To do:
a - In the text about Siskel & Ebert's show, who replaced Siskel after he died in 1999?
b - Extend the text about Siskel & Ebert's show past its final sentence.
(Page text)
July 10, 2008

Siskel & Ebert at the Movies - dual review pioneers

Siskel & EbertAs a child of the seventies and one that has never liked blowing hard-earned money and two hours of my life on an awful movie, I was always a big fan of Siskel & Ebert’s show, At the Movies. Siskel passed on in 1999 and has since been replaced with Richard Roeper, but the two Windy City newspaper critics introduced a format of back-and-forth dual reviews that were always greater than the sum of their individual reviews in the Chicago Tribune and Chicago Sun-Times.

What made it great? Well, Gene and Roger were great critics, first and foremost. But they also had great chemistry, probing each other on their thoughts on films they loved and loathed, and challenging each other in a dynamic conversation about each films merits and failures. Of course, plenty of times they agreed, giving movies two thumbs up or two thumbs down. But sometimes the most fascinating exchanges were those where they disagreed–the friendly spats were a delight to watch.
(End Page text)
(Information shown)
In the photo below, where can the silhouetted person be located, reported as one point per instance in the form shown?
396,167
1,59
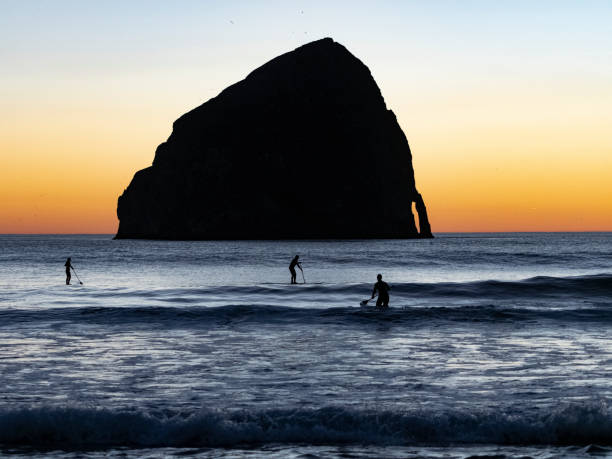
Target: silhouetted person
383,292
68,265
292,266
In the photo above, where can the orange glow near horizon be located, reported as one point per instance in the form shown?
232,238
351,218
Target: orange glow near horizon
511,133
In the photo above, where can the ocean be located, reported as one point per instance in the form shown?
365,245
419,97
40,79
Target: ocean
494,345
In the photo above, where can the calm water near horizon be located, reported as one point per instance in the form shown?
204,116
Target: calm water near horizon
495,344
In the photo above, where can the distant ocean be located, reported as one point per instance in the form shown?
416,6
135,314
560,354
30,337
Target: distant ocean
495,344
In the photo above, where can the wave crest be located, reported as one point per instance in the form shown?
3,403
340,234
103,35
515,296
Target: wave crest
70,427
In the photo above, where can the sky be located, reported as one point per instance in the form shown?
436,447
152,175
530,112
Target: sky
507,105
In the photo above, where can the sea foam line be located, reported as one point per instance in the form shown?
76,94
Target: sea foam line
72,427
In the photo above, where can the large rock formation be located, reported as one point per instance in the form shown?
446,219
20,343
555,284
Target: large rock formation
303,147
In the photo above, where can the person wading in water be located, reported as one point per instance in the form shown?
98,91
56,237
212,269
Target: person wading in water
68,265
292,266
383,292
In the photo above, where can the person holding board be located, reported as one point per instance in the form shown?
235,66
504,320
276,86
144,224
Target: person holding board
295,262
68,265
383,292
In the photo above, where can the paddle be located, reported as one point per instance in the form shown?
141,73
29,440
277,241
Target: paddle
76,275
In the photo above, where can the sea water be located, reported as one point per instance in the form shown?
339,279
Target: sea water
495,344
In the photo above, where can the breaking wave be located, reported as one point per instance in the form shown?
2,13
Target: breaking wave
70,427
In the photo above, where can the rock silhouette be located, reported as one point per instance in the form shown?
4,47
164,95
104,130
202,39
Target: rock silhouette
303,147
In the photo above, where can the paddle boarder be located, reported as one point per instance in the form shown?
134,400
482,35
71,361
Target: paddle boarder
383,292
68,266
295,262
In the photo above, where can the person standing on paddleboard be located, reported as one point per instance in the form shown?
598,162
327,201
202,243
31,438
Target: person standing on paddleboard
292,266
383,292
68,265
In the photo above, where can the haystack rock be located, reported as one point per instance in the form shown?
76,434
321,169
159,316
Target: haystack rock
303,147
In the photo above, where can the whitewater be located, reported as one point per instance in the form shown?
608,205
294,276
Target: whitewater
495,344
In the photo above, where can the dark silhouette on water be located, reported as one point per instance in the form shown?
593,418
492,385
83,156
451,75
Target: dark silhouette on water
383,292
68,266
313,116
292,266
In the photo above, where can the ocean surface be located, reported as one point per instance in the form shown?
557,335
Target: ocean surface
494,345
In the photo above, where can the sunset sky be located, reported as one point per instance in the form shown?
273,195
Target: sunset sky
507,105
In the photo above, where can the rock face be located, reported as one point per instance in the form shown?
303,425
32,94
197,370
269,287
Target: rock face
303,147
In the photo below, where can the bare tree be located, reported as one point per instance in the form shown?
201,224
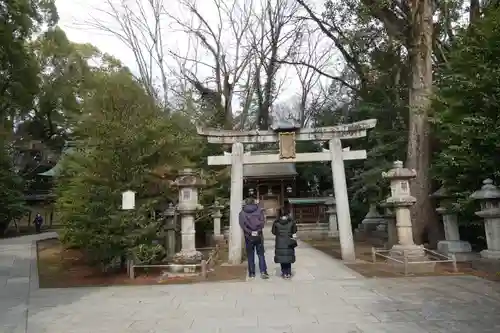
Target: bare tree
317,55
410,23
226,67
274,40
138,24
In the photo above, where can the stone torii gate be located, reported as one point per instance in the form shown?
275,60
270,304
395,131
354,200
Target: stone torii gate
287,138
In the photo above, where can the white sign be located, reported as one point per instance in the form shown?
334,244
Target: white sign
128,200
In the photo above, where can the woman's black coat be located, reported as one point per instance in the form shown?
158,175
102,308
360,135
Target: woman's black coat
283,229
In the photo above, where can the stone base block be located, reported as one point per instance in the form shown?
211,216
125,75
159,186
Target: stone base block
491,266
378,239
187,257
490,254
420,268
466,256
370,227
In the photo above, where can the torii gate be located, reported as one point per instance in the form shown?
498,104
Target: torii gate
287,138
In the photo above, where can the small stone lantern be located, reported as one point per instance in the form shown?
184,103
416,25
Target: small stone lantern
170,229
216,215
389,224
331,211
401,201
452,243
489,196
188,183
372,219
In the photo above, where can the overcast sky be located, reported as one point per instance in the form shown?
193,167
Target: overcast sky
74,13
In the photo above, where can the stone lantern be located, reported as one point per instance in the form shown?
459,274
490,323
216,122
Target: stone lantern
401,201
372,219
170,229
188,183
452,243
216,215
489,196
331,211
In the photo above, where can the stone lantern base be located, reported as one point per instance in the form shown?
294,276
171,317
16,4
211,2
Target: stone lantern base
188,257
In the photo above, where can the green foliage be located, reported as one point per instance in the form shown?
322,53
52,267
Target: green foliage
125,142
149,253
11,195
467,109
18,66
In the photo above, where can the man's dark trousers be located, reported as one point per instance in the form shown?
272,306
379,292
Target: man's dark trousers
252,248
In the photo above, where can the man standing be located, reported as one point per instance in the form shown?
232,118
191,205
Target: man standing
252,221
38,223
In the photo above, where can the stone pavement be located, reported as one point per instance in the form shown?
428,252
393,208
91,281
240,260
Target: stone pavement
323,297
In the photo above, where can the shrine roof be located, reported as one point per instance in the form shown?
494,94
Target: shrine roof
268,170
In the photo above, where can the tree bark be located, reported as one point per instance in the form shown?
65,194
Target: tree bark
419,139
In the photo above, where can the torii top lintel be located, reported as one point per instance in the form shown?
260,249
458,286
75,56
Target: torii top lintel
344,131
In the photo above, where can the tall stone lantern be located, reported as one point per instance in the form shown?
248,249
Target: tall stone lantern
217,215
188,183
401,201
170,229
331,211
489,196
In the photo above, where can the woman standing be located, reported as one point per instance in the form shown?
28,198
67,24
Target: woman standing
285,229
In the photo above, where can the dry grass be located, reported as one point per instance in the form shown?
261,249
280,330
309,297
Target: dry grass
62,268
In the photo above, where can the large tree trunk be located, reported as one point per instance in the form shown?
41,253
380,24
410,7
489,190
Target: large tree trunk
419,148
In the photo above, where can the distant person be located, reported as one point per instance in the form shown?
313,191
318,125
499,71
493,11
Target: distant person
38,221
252,222
285,230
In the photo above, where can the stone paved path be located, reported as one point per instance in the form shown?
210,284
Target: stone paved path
324,297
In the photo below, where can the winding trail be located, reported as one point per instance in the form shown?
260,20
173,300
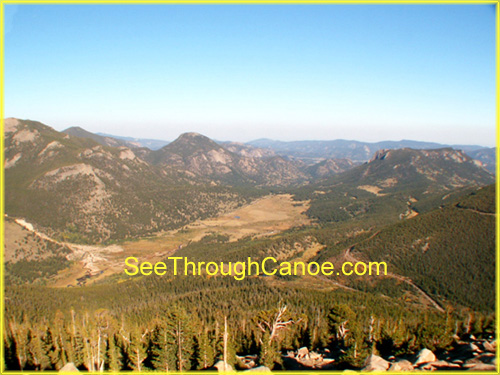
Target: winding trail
349,257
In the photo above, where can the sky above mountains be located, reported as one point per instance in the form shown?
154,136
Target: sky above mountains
242,72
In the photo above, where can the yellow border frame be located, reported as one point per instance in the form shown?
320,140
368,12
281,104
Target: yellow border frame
194,2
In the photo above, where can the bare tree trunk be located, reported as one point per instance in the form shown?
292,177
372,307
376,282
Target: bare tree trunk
225,343
179,344
138,359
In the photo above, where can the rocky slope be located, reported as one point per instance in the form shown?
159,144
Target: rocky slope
84,191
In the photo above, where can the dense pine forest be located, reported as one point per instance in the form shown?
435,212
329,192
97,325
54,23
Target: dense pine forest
176,325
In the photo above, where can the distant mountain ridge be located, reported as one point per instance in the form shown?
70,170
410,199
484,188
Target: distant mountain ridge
75,184
311,152
153,144
359,152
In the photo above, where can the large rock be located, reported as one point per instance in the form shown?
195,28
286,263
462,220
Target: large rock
490,347
441,365
425,356
223,368
69,367
302,352
402,365
375,363
481,367
259,369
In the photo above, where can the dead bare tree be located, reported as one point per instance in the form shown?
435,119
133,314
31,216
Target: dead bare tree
275,322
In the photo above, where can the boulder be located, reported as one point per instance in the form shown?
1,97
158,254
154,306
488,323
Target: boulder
402,365
69,367
424,356
442,365
302,352
481,367
315,356
223,369
375,363
490,346
259,369
474,347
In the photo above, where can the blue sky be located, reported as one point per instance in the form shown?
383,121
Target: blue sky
242,72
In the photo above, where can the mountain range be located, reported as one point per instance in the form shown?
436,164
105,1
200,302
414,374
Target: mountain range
77,204
98,188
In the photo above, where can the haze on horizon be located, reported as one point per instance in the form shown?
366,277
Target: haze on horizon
243,72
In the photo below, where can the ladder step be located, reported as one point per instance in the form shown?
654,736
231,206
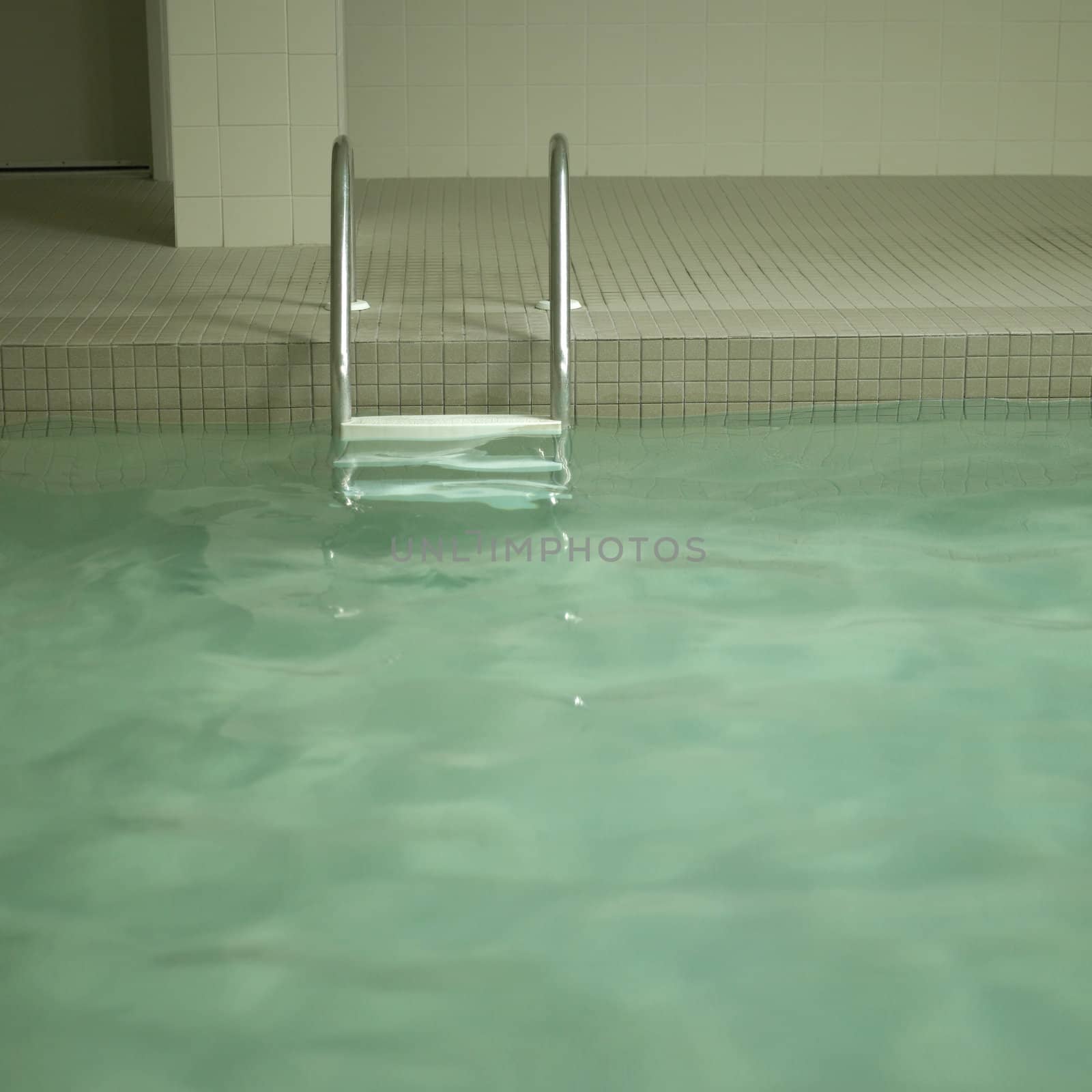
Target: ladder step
442,427
496,493
475,462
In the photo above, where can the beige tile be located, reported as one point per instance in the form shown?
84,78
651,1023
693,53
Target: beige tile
553,109
313,90
497,55
191,27
736,53
255,161
378,116
311,147
676,54
196,161
258,222
497,116
438,161
376,56
198,222
616,54
616,115
676,115
311,27
435,56
254,89
437,116
251,27
311,220
498,161
794,53
194,93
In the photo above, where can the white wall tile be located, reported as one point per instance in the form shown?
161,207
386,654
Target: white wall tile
431,161
851,158
851,114
311,220
373,161
676,115
196,153
1075,49
911,112
744,160
434,12
912,51
191,27
311,151
497,116
498,161
376,56
889,85
617,160
497,55
313,90
436,56
794,53
1074,112
437,116
198,222
675,161
616,11
1030,52
557,11
966,158
375,12
556,109
1024,158
854,51
1026,112
311,27
378,116
790,160
194,98
254,89
616,115
255,161
968,111
258,222
553,57
972,51
251,27
496,11
1073,158
615,54
677,54
735,113
735,53
793,112
909,158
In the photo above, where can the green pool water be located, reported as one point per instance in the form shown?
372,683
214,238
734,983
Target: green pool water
281,811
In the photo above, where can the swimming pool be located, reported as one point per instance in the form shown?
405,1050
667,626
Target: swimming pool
283,805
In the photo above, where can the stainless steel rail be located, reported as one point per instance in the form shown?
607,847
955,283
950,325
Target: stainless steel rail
342,284
560,387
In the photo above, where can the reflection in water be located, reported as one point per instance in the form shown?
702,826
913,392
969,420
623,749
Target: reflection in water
278,811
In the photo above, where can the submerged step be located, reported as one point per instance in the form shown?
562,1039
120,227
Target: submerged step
440,427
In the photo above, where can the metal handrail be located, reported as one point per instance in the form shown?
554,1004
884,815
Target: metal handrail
560,388
342,283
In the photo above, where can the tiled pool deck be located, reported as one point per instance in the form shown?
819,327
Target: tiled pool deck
702,295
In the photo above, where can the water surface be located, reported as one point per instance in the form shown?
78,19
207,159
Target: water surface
280,811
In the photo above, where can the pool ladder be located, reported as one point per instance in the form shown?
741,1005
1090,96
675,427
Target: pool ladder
446,440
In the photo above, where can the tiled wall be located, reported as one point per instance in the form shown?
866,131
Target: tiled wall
255,112
453,87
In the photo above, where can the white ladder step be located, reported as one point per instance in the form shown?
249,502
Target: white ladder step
433,427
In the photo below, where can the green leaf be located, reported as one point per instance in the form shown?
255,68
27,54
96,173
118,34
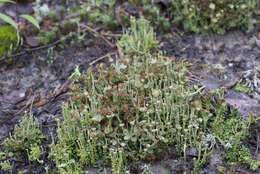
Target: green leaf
7,1
8,20
31,20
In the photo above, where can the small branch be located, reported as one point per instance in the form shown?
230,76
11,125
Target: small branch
32,49
87,28
105,56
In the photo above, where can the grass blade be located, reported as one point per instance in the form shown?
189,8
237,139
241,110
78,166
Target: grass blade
7,1
8,20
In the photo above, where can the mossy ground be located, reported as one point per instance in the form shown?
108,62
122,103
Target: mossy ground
133,111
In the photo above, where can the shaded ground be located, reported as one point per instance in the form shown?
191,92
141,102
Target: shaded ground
40,81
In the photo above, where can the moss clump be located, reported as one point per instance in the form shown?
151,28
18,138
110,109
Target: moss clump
8,40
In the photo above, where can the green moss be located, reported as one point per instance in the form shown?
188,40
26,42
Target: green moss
8,40
241,88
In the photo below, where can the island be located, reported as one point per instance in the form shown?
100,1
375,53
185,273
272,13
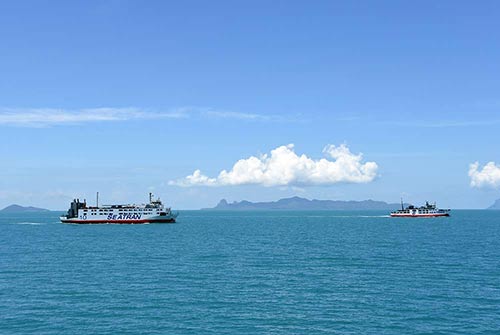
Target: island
22,209
298,203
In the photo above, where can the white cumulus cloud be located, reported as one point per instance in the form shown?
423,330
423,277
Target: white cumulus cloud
284,167
488,176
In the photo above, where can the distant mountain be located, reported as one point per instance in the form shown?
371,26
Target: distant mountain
297,203
17,209
496,205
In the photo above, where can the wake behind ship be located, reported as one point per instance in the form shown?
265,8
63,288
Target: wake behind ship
153,212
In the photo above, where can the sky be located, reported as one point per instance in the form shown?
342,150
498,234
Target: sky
197,101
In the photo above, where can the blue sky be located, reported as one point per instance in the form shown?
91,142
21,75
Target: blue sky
128,97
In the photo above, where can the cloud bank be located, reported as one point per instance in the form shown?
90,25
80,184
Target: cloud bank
284,167
40,117
44,117
488,176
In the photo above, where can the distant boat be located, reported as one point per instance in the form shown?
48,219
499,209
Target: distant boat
153,212
429,210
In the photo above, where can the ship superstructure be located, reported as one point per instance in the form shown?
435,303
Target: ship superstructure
153,212
429,210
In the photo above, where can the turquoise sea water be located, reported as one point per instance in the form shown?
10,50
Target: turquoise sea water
252,273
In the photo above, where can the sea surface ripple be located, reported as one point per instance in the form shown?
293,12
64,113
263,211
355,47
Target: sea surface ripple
252,273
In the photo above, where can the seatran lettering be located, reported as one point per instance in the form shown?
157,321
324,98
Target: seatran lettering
124,216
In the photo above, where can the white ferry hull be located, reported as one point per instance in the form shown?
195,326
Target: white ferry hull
105,221
430,215
154,212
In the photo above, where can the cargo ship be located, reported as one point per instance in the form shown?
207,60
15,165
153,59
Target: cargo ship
429,210
153,212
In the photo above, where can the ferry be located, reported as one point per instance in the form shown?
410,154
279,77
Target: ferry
429,210
153,212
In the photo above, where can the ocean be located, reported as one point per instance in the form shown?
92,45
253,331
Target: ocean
280,272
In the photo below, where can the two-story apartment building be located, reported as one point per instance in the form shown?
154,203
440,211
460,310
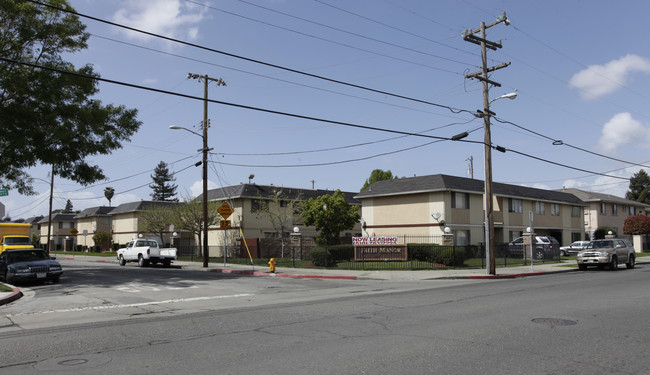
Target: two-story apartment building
604,210
62,234
91,220
426,205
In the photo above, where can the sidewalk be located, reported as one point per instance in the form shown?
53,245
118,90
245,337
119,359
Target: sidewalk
317,273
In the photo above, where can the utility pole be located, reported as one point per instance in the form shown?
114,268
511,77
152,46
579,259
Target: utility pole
469,36
205,125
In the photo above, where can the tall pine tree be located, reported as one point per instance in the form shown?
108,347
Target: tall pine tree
163,189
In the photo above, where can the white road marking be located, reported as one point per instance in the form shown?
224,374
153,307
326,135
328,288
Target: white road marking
108,307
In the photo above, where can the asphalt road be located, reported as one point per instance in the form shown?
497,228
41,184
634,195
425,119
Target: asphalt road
103,319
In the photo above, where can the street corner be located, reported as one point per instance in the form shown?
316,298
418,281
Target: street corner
12,296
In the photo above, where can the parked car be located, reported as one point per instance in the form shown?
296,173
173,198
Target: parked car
546,247
607,252
574,248
29,264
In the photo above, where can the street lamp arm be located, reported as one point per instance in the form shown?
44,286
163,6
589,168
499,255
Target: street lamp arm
174,127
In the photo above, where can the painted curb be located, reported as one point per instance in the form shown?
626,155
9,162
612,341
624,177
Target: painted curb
290,275
15,295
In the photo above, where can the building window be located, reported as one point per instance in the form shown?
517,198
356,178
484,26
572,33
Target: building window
461,237
460,200
515,205
555,209
575,211
576,236
515,234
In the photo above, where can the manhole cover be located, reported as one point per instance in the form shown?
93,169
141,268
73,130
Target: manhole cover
553,322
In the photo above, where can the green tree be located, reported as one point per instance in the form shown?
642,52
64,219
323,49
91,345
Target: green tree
68,207
331,215
188,216
163,189
155,219
108,193
639,187
281,210
48,116
102,239
378,175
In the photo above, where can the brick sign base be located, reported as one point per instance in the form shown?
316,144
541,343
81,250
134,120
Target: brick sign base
380,252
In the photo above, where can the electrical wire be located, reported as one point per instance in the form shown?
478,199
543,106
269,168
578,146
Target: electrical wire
291,70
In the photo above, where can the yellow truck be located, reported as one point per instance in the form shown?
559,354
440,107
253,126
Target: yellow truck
15,236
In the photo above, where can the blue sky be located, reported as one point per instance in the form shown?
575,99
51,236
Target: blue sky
581,70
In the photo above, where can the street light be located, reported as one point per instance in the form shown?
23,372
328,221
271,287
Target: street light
206,254
489,215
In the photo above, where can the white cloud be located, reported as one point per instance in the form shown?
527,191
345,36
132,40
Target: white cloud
172,18
599,80
622,129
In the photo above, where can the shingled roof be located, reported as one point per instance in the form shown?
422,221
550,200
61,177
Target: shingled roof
254,191
440,182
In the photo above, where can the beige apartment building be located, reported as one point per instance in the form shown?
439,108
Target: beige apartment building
425,206
604,210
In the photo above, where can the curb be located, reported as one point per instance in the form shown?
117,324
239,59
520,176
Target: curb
290,275
15,295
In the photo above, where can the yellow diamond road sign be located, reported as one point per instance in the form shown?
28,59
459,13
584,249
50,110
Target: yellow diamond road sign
225,210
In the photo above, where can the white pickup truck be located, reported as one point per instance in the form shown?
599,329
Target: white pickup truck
145,252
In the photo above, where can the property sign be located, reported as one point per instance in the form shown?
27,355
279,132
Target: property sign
225,210
374,240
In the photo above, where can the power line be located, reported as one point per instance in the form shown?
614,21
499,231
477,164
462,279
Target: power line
452,109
(End Information shown)
Written responses:
a - Richard Roeper

b -
Siskel & EbertThe digital era brought an algorithmic expansion of the wisdom-of-crowds (wisdom-of-the-pair?) concept, with Rotten Tomatoes and Metacritic rendering a score based on the number of reviewers giving a movie a positive or negative review. But there’s still that missing dynamic exchange that we enjoyed on TV. The closest thing I’ve seen has been Bloggingheads.tv’s diavlog, but these tend to be generally discussion-oriented, as opposed to two bloggers reviewing the same movie like Siskel and Ebert did.